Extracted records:
*****

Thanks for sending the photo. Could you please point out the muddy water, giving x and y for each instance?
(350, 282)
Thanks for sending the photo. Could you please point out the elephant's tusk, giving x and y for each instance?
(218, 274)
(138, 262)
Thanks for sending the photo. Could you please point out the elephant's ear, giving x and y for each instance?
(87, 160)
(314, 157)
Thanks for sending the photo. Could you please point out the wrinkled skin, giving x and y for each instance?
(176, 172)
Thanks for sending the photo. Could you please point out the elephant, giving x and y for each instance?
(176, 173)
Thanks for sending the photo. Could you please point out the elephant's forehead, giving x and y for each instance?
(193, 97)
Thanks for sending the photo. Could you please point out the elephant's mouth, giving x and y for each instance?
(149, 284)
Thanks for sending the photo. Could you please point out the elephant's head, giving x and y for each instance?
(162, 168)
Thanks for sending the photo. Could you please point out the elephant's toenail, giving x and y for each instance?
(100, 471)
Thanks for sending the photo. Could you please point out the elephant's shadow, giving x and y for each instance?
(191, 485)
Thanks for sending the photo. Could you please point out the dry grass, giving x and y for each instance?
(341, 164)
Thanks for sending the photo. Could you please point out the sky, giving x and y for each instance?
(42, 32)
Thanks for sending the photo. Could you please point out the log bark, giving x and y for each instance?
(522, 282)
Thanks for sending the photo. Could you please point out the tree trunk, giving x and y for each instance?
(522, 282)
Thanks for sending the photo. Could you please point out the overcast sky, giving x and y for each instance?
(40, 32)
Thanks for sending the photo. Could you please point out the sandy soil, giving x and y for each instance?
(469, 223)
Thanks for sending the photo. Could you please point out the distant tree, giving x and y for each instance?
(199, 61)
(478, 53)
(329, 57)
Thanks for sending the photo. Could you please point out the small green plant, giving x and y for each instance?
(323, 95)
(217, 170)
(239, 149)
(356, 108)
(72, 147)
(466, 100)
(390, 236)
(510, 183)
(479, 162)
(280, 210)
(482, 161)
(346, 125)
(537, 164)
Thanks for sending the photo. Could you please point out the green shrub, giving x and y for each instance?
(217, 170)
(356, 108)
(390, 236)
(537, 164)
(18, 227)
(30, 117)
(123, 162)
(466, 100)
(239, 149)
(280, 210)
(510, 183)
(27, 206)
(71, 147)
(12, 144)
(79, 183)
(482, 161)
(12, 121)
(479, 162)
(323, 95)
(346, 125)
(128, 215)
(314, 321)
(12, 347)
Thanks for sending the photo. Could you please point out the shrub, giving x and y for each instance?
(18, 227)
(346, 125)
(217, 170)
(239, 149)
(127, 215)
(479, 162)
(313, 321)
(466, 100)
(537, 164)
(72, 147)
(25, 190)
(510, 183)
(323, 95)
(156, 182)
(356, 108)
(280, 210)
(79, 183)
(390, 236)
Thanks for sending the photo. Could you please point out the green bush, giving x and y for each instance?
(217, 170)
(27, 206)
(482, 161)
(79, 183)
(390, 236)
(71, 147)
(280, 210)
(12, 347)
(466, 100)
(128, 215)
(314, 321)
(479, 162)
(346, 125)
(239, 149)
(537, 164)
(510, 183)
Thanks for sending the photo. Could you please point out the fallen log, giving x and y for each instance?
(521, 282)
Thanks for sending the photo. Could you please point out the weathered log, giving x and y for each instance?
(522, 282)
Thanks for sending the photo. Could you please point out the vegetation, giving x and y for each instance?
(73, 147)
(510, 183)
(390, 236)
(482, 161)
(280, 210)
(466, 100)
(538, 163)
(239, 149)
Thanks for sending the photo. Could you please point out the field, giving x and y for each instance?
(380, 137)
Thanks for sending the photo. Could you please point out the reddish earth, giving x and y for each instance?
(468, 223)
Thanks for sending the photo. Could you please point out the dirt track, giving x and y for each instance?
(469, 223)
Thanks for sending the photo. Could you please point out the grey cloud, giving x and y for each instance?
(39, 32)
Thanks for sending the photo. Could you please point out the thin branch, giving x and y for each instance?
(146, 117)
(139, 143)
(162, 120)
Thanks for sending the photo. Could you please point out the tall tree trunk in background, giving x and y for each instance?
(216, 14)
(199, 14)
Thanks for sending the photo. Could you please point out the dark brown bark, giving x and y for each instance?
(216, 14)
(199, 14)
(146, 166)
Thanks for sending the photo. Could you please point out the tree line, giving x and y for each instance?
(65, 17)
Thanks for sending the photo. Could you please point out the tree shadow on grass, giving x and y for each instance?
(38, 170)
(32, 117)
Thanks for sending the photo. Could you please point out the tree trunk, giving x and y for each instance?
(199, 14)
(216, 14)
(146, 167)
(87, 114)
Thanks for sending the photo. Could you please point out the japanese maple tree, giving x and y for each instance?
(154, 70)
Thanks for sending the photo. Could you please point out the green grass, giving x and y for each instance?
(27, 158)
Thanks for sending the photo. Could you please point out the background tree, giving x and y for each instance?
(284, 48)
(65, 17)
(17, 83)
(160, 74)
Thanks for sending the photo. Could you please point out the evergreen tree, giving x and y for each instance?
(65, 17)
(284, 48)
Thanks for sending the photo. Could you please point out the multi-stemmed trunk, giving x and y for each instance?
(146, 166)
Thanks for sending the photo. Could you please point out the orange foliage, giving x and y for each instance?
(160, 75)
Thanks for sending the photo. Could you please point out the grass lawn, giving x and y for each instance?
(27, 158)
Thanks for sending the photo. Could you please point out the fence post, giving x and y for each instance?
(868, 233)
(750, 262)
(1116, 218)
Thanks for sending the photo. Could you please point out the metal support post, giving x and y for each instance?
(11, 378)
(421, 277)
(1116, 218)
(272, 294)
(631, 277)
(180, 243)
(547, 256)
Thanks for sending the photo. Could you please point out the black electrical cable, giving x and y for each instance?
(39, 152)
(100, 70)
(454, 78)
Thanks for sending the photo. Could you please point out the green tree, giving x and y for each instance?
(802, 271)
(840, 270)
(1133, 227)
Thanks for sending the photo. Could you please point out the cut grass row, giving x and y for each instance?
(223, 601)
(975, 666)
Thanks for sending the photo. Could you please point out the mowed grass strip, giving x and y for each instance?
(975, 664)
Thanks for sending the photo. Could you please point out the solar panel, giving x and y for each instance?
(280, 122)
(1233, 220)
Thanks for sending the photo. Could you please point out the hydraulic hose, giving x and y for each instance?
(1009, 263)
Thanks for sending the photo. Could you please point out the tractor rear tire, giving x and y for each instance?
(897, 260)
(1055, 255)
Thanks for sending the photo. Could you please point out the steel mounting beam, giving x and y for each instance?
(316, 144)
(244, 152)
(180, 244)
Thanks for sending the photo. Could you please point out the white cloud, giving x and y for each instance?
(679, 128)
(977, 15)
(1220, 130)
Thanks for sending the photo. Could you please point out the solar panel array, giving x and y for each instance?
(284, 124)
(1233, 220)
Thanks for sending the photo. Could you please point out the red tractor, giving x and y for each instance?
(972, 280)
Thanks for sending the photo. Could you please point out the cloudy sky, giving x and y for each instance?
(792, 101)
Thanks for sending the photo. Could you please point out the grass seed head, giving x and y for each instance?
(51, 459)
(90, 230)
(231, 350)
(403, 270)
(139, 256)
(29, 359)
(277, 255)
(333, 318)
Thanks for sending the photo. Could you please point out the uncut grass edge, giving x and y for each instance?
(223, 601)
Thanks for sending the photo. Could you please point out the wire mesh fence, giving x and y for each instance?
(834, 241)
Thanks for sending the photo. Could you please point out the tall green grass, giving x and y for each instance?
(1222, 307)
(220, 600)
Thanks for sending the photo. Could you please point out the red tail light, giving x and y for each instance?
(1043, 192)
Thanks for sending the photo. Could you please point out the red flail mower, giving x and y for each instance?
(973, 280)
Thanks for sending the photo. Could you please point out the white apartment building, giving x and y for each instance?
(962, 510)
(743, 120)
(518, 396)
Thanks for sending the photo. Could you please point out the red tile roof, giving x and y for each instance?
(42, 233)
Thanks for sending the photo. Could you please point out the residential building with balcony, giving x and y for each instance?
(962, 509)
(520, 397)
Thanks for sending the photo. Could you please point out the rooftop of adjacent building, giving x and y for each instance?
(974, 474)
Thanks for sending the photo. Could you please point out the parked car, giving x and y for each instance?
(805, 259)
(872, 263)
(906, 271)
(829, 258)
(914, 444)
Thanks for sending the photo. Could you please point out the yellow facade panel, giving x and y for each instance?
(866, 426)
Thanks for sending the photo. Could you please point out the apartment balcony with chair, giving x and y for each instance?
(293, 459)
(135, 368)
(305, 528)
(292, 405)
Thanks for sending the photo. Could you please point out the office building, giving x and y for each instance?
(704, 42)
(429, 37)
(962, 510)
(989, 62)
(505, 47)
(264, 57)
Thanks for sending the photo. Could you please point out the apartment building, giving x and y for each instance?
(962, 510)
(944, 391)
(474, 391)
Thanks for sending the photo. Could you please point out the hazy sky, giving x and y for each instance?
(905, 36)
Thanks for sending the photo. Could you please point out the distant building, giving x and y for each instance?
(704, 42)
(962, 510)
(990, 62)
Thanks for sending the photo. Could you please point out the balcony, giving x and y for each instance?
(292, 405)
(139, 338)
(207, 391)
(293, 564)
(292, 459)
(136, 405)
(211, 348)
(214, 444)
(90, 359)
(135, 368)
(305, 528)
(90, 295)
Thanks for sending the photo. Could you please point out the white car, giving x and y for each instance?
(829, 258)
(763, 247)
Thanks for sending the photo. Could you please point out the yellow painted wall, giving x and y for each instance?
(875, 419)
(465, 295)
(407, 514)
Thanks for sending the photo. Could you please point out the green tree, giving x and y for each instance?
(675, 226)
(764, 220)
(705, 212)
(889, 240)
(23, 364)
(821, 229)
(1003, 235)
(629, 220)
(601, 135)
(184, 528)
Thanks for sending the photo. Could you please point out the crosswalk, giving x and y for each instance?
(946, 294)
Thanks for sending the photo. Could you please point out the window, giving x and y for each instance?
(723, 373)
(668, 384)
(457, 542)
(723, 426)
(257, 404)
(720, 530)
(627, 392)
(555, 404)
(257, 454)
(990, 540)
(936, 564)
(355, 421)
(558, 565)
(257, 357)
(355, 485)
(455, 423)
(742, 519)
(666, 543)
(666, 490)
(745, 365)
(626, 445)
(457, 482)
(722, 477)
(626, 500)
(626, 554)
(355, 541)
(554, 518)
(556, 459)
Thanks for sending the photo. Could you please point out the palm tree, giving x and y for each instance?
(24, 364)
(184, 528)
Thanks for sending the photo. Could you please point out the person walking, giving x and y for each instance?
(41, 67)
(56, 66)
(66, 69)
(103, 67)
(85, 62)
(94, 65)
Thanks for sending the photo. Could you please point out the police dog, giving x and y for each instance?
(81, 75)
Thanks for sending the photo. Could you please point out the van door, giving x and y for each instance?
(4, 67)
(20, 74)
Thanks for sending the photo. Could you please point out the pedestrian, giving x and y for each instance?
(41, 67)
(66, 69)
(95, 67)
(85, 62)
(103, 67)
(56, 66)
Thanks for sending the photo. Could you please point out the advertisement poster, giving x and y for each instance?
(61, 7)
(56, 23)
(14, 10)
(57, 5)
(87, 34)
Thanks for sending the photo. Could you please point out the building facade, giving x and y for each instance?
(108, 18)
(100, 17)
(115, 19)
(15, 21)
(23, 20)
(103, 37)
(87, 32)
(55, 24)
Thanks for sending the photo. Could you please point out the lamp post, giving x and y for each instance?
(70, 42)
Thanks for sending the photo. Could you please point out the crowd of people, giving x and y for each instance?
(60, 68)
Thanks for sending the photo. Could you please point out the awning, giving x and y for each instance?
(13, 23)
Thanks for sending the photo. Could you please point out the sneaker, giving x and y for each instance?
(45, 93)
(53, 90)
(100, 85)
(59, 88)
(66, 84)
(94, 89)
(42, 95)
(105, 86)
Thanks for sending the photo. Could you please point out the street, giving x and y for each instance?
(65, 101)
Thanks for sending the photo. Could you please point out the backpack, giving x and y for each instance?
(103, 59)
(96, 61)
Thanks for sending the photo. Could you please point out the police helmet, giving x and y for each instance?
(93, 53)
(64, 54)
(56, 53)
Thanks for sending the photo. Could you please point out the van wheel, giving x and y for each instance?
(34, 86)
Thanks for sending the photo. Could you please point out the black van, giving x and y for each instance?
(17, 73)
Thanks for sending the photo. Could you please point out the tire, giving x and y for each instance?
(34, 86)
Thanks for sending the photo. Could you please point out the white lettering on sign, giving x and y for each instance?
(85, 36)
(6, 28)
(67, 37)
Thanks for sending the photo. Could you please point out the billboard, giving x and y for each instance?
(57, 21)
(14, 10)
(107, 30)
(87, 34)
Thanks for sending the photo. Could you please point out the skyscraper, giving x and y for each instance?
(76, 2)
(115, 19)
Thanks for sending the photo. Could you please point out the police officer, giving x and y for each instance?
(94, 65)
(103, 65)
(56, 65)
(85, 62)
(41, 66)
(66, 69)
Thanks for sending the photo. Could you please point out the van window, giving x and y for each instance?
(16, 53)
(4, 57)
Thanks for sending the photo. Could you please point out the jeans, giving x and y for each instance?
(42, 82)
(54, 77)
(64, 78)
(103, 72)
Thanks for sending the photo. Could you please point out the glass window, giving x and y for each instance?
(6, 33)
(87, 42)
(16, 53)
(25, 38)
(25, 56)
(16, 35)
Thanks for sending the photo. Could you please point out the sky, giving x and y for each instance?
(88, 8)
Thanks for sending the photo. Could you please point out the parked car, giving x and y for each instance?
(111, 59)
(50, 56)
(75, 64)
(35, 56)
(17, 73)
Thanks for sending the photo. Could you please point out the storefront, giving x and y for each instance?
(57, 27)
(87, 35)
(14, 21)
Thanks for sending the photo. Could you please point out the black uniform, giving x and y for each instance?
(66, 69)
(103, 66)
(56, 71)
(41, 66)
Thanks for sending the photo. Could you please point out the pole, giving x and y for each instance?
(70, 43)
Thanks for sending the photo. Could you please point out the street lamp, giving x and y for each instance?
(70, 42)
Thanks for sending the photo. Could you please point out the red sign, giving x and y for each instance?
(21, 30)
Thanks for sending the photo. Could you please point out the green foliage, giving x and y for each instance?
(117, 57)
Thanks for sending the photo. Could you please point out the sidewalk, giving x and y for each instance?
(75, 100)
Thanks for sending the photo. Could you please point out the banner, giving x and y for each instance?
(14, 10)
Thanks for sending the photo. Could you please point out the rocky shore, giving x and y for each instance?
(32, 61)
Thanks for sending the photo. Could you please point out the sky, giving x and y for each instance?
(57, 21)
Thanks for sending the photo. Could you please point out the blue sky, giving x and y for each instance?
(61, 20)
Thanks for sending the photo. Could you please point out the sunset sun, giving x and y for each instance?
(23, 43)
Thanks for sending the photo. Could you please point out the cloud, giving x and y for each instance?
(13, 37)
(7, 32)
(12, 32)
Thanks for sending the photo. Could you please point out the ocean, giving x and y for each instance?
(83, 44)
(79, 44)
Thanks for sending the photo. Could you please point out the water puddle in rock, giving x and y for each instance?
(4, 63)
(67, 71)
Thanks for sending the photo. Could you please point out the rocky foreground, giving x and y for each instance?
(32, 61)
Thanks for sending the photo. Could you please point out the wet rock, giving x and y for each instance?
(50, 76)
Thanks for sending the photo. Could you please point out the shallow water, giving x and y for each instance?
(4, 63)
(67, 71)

*****

Task prompt: Keep only the lines from the one containing "the cloud, giving" to the end of the entries, and repeat them exactly.

Answer section:
Thanks for sending the photo. Could you please point out the cloud, giving x and y for each instance?
(13, 37)
(7, 32)
(12, 32)
Thanks for sending the photo. Could you please point out the ocean, giving x and y for each instance?
(83, 44)
(79, 44)
Thanks for sending the photo. Could you please point out the water puddle in rock, giving x and y for each instance?
(4, 63)
(67, 71)
Thanks for sending the photo. Could you please point out the rocky foreground, giving x and y for each instance?
(32, 61)
Thanks for sending the photo. Could you please point out the wet rock, giving x and y for each instance?
(50, 76)
Thanks for sending the photo. Could you please point out the shallow water, giving x and y for each instance?
(4, 63)
(67, 71)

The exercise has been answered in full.